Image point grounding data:
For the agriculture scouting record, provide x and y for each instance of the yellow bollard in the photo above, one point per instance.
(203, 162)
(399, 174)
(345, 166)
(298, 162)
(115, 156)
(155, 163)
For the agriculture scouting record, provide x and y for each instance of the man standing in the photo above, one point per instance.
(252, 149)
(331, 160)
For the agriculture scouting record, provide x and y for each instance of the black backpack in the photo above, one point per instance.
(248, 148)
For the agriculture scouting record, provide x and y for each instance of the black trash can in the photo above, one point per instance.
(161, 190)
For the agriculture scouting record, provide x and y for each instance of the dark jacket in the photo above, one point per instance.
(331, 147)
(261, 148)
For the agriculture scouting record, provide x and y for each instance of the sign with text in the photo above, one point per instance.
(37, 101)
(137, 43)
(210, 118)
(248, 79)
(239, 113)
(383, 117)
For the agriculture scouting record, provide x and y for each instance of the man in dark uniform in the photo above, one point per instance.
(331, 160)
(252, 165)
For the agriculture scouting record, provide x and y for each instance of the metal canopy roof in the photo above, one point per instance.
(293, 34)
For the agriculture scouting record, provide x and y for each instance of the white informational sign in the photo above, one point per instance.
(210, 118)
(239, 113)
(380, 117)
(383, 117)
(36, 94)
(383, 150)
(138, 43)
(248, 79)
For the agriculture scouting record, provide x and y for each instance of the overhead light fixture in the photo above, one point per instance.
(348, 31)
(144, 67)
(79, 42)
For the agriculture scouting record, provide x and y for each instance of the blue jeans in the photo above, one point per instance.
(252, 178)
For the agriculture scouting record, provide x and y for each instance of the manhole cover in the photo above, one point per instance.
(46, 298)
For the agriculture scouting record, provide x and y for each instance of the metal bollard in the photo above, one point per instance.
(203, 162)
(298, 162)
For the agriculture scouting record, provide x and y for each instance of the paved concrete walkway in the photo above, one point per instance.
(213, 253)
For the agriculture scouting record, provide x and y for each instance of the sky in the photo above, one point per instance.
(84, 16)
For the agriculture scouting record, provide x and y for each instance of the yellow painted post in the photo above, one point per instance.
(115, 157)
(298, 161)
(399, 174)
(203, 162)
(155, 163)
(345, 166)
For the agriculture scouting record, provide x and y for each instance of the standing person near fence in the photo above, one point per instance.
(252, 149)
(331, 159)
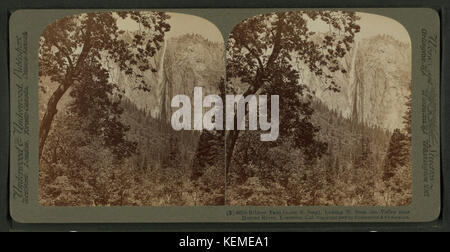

=== The task ===
Print all the records exactly, minus any images.

=== Written solution ===
For the agriculture scouting record, provide x and y for each instance of the yellow bollard in the photo above, one point per instance.
(203, 162)
(399, 174)
(345, 166)
(298, 162)
(115, 156)
(155, 163)
For the agriculture scouting record, provide x and y for each instance of the man standing in the photo above, one point per instance.
(252, 149)
(331, 160)
For the agriculture scouting record, provide x and y for each instance of the black backpack in the photo above, one point per instance.
(248, 148)
For the agriculture scouting record, provide x and y for each instance of the black trash can in the photo above, one point per instance.
(161, 190)
For the agriculture scouting record, provide x and y for each instance of the dark jacket in the photo above, one point per instance.
(331, 147)
(261, 148)
For the agriculture scouting record, provide x and y for each instance of the sign with text in the photo above, one point per instance.
(37, 101)
(137, 43)
(210, 118)
(248, 79)
(239, 113)
(383, 117)
For the agriculture scouting record, provide x and y for each instance of the man in dark uniform in the photo above, one point per instance.
(331, 160)
(252, 165)
For the agriculture scouting record, provide x and y for each instance of the metal canopy roof in the photo above, one point per instance.
(293, 34)
For the agriculture scouting record, provide x and y for each instance of the white informational sign in the photo above, one point per instance.
(210, 118)
(239, 113)
(380, 117)
(383, 117)
(36, 94)
(383, 150)
(138, 43)
(248, 79)
For the agriculture scouting record, provide x and y for each instance of the overhead light fixture in the photo above, one point per instance.
(348, 31)
(144, 67)
(79, 42)
For the agriculture scouting record, provide x and y for each instance of the blue jeans in the photo above, one point per instance.
(252, 178)
For the agriculture scouting record, provide x and y for each instance of the manhole cover in the photo above, one point per instance.
(46, 298)
For the agriculture scouting record, provide x and y for each instance of the metal bollard in the photo above, one point per instance.
(203, 162)
(298, 162)
For the agriculture scouting record, provide x and y for each instance of the paved concrete walkway in the photo above, one point per instance.
(213, 253)
For the agriculture scouting record, provide x and y for each instance of the sky in the photo above, one point per instance.
(84, 16)
For the agriculture scouting record, provide x and y for each instance of the yellow painted post in the photo above, one point per instance.
(115, 157)
(298, 161)
(399, 174)
(203, 162)
(155, 163)
(345, 166)
For the agriculture scouting record, provide x and y for each instance of the standing person near fence in the photo above, one point per instance.
(252, 149)
(331, 159)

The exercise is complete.